- WHAT IS REQUIRED -
No pictures belong in the copy. Restate the rest of the data exactly.

(Beginning of INPUT DATA)

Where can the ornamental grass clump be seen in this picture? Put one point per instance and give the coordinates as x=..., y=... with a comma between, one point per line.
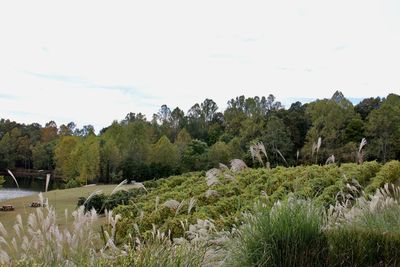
x=289, y=234
x=40, y=241
x=368, y=232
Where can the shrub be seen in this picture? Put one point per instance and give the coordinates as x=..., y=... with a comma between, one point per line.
x=290, y=234
x=389, y=173
x=72, y=183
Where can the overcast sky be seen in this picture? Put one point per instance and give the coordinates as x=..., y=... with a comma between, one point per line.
x=92, y=62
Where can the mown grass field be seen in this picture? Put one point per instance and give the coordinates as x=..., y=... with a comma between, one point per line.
x=59, y=199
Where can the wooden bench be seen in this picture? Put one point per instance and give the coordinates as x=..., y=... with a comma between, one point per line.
x=37, y=204
x=7, y=208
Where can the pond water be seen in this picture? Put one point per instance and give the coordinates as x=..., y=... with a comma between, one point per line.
x=28, y=186
x=9, y=193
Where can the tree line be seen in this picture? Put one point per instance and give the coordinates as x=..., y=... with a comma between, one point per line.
x=174, y=142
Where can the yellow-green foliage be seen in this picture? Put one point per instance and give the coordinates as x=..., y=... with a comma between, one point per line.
x=389, y=173
x=322, y=183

(End of INPUT DATA)

- ANSWER BOX -
Where can the ornamental grass clump be seen in this picture? Put one point per instance and give the coordinates as x=..., y=... with a comma between, one point per line.
x=289, y=234
x=40, y=241
x=368, y=232
Where can the shrub be seen in this picture? Put one point per instance and give the coordinates as x=..., y=... with a comma between, one point per line.
x=290, y=234
x=389, y=173
x=72, y=183
Where can the overcast sky be seen in this picture? Put one point per instance and give the coordinates as x=..., y=... with a comma between, one point per line.
x=92, y=62
Where can the mown grass field be seen in this picture? Put one point per instance and give the coordinates as x=..., y=... with a comma between, one point per line.
x=59, y=199
Where can the wooden bench be seen in this picture? Put one point per instance and give the coordinates as x=..., y=... with a comma between, one point per line.
x=37, y=204
x=7, y=208
Where can the pond water be seen in this picture? Put one point per instance and give the coordinates as x=..., y=... with a comma between, one point per line.
x=28, y=186
x=9, y=193
Where can the tree line be seen in this picture? Put one point per instance and give the coordinates as x=..., y=... with a comma between, one point per line.
x=174, y=142
Where can the yellow-green foliage be seen in this picture? Put one point per instance and give the coordinates as x=..., y=... with a comma between, one point per line.
x=389, y=173
x=322, y=183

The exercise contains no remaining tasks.